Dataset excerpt
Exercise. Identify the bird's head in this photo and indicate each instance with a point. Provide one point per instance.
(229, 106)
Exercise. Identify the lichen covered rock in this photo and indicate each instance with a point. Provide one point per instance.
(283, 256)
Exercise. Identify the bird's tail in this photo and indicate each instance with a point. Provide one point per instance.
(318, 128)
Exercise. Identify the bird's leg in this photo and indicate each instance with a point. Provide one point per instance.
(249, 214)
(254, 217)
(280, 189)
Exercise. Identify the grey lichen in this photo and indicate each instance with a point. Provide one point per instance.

Written request
Give back all the records exactly as they stand.

Response
Exercise. Identify the bird's head in this photo and indicate each instance with a point. Provide one point per instance.
(229, 106)
Exercise. Identify the lichen covered rock in this photo and indicate each instance with a point. Provide one point per instance.
(283, 256)
Exercise. Identify the bird's tail in this photo and indicate each instance with a point. Provide one point per instance.
(318, 128)
Exercise. Identify the bird's leg in this photo and indicate each instance with a point. Provide one point per instance.
(249, 214)
(254, 217)
(280, 189)
Exercise. Identify the grey lichen in this photo and indicate each instance with a point. Provide one point per instance.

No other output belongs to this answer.